Çıkarılan Metin
19 Şubat 2011 Cumartesi

Klasik Anarşizmden Postyapısalcı Anarşizme

Anarşizmle ilgili uzun dönemdir süregelen bir yanılgı vardır. Buna göre doğanın, ekonominin, tarihin yasaları olduğunu varsayan Marksizmden farklı olarak anarşizm hiçbir yasanın bağlayıcılığını kabul etmeyen özgür insan eylemini savunur. Kaosu, bireysel şiddeti, otoritesizliği içermesi de bu yasa tanımaz anlayışın mantıksal sonucudur. Marksizm toplumsal dönüşümü tarihin yasaları çerçevesinde ele alırken anarşizm ilerlemenin rasyonalitesini reddeder.

Yapılacak Görevler
a – Anarşizm yazısına göre Marksizmin var olduğunu varsaydığı yasaları tek tek sıralayın.
b – Anarşizm yazısında "Anarşizmle ilgili uzun dönemdir" diye başlayan paragrafı, temel bilgilerini koruyarak daha kısa biçimde yeniden yazın.
c – Lütfen anarşizm yazısını kaldığı yerden sürdürün.

Kayıtlı Veriler
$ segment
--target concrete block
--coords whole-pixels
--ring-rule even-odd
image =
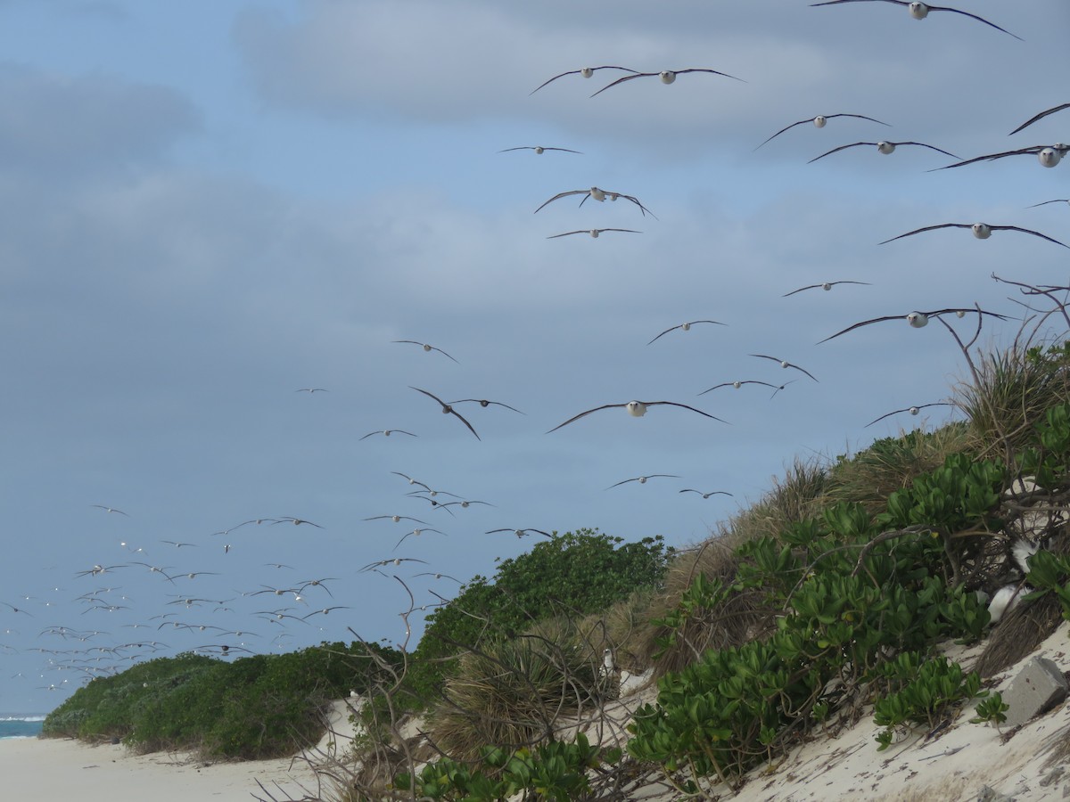
[[[1033,658],[1003,692],[1008,710],[1002,726],[1017,727],[1051,710],[1066,698],[1067,690],[1067,678],[1058,665],[1046,658]]]

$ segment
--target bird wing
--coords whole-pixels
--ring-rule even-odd
[[[812,165],[814,161],[816,161],[820,158],[825,158],[825,156],[831,156],[834,153],[839,153],[840,151],[845,151],[845,150],[847,150],[847,148],[857,148],[858,145],[861,145],[861,144],[871,144],[874,148],[876,146],[876,142],[852,142],[851,144],[841,144],[839,148],[834,148],[830,151],[826,151],[825,153],[821,154],[820,156],[814,156],[812,159],[810,159],[809,161],[807,161],[807,164],[808,165]]]
[[[978,22],[984,22],[984,25],[989,26],[990,28],[995,28],[997,31],[1003,31],[1008,36],[1014,36],[1014,34],[1011,33],[1010,31],[1008,31],[1006,28],[1000,28],[995,22],[990,22],[989,20],[984,19],[983,17],[979,17],[976,14],[970,14],[968,11],[960,11],[959,9],[948,9],[945,5],[930,5],[929,6],[929,11],[950,11],[950,12],[953,12],[956,14],[962,14],[962,16],[964,16],[964,17],[972,17],[972,18],[976,19]],[[1019,42],[1024,42],[1025,41],[1021,36],[1014,36],[1014,38],[1017,38]]]
[[[1070,103],[1064,103],[1059,106],[1055,106],[1054,108],[1050,108],[1046,111],[1041,111],[1039,114],[1029,118],[1024,123],[1019,125],[1017,128],[1014,128],[1014,130],[1011,132],[1011,134],[1018,134],[1020,130],[1022,130],[1022,128],[1028,128],[1038,120],[1043,120],[1049,114],[1054,114],[1056,111],[1061,111],[1063,109],[1070,109]],[[1010,134],[1008,134],[1007,136],[1010,136]]]
[[[681,403],[677,403],[676,401],[640,401],[640,403],[641,404],[645,404],[646,406],[657,406],[658,404],[668,404],[669,406],[679,406],[679,407],[682,407],[684,410],[690,410],[691,412],[697,412],[700,415],[705,415],[707,418],[713,418],[714,420],[718,420],[721,423],[728,423],[729,422],[727,420],[722,420],[721,418],[717,417],[716,415],[710,415],[708,412],[703,412],[702,410],[696,410],[693,406],[688,406],[687,404],[681,404]]]
[[[550,200],[548,200],[546,203],[544,203],[542,206],[545,206],[545,205],[547,205],[549,203],[553,203],[555,200],[560,200],[561,198],[567,198],[569,195],[581,195],[581,194],[582,195],[590,195],[591,190],[590,189],[571,189],[571,190],[569,190],[567,192],[557,192]],[[584,200],[586,200],[586,198],[584,198]],[[542,206],[539,206],[538,209],[536,209],[534,212],[532,212],[532,214],[538,214],[539,210],[542,209]]]
[[[1039,231],[1034,231],[1033,229],[1022,229],[1018,226],[992,226],[991,228],[993,231],[1021,231],[1023,234],[1033,234],[1034,236],[1039,236],[1041,240],[1046,240],[1050,243],[1061,245],[1064,248],[1070,248],[1070,245],[1060,243],[1058,240],[1053,240],[1046,234],[1041,234]]]
[[[914,231],[907,231],[905,234],[900,234],[899,236],[893,236],[891,240],[885,240],[883,243],[877,243],[877,245],[886,245],[888,243],[895,242],[896,240],[902,240],[904,236],[914,236],[914,234],[920,234],[922,231],[935,231],[936,229],[968,229],[969,225],[965,222],[942,222],[939,226],[926,226],[923,229],[915,229]]]
[[[607,89],[609,89],[610,87],[615,87],[617,83],[624,83],[624,81],[635,80],[636,78],[649,78],[651,76],[655,75],[657,75],[657,73],[636,73],[635,75],[626,75],[623,78],[617,78],[612,83],[607,83],[605,87],[599,89],[597,92],[595,92],[594,95],[591,96],[594,97],[595,95],[600,95]]]
[[[585,416],[590,415],[593,412],[598,412],[599,410],[609,410],[610,407],[613,407],[613,406],[627,406],[627,404],[602,404],[601,406],[596,406],[593,410],[587,410],[586,412],[581,412],[579,415],[574,415],[572,417],[570,417],[564,423],[559,423],[553,429],[551,429],[550,432],[555,432],[559,429],[561,429],[562,427],[568,426],[572,421],[579,420],[580,418],[585,417]],[[547,432],[547,434],[549,434],[550,432]]]
[[[899,144],[914,144],[914,145],[917,145],[918,148],[928,148],[931,151],[936,151],[937,153],[943,153],[945,156],[950,156],[951,158],[962,158],[961,156],[956,156],[953,153],[948,153],[947,151],[941,150],[939,148],[936,148],[936,146],[931,145],[931,144],[926,144],[924,142],[892,142],[892,144],[896,144],[896,145],[899,145]]]
[[[774,139],[776,139],[777,137],[779,137],[781,134],[783,134],[785,130],[791,130],[796,125],[805,125],[806,123],[812,123],[812,122],[813,122],[813,118],[810,118],[809,120],[799,120],[797,123],[792,123],[791,125],[785,125],[783,128],[781,128],[780,130],[778,130],[771,137],[769,137],[768,139],[766,139],[765,142],[762,142],[762,144],[766,144],[766,143],[773,141]],[[758,145],[758,148],[761,148],[762,144]],[[758,148],[755,148],[754,150],[756,151]],[[696,492],[698,492],[698,491],[696,491]]]
[[[856,328],[861,328],[862,326],[868,326],[871,323],[883,323],[886,320],[905,320],[905,319],[906,319],[905,314],[886,314],[883,318],[873,318],[872,320],[863,320],[861,323],[855,323],[854,325],[847,326],[842,331],[837,331],[831,337],[826,337],[824,340],[819,340],[817,344],[820,345],[823,342],[828,342],[829,340],[835,340],[840,335],[844,335],[847,331],[854,331]]]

Nihai Sonuçlar
a –
- Doğanın yasaları
- Ekonominin yasaları
- Tarihin yasaları

b – Anarşizm hakkında uzun süredir bir yanılgı vardır. Bu yanılgıya göre Marksizm doğanın, ekonominin ve tarihin yasalarını varsayar. Anarşizm ise hiçbir yasayı bağlayıcı saymayan özgür insan eylemini savunur. Kaos, bireysel şiddet ve otoritesizlik de bu anlayışın sonucudur. Marksizm toplumsal dönüşümü tarihin yasalarıyla açıklar. Anarşizm ise ilerlemenin rasyonalitesini reddeder.

c –
Crowder’ın Klasik Anarşizm adlı kitabı yukarıda bahsedilen yanılsamayı temelinden sarsacak bilgiler sunuyor okuyucuya. Yazara göre Marksizm gibi anarşizm de Aydınlanmanın ve pozitivizmin mirasçısıdır. Klasik anarşizme göre insan fizik kanunlarıyla yönetilen evrenin bir parçasıdır. Fiziksel ve toplumsal dünya tek bir doğal sistemin parçalarını oluştururlar ve her ikisi de modern bilim tarafından açıklanır. Bilim meşru otoritedir, toplumsal ilerleme bilimsel bilginin toplum içinde yayılmasıyla gerçekleşecektir. Ahlaksal dünya doğal dünyanın bir parçasını oluşturur ve ikincisinin bilimsel olarak araştırılması yoluyla ahlak yasaları bulunacaktır. Bakunin’e göre “insanın özgürlüğü ancak doğa yasalarına kendisi onları öyle kabul ettiği için uymasıyla mümkündür” (s. 158). Pozitivist kuramcı Comte’un görüşleri klasik anarşistlerde hayranlık uyandırır.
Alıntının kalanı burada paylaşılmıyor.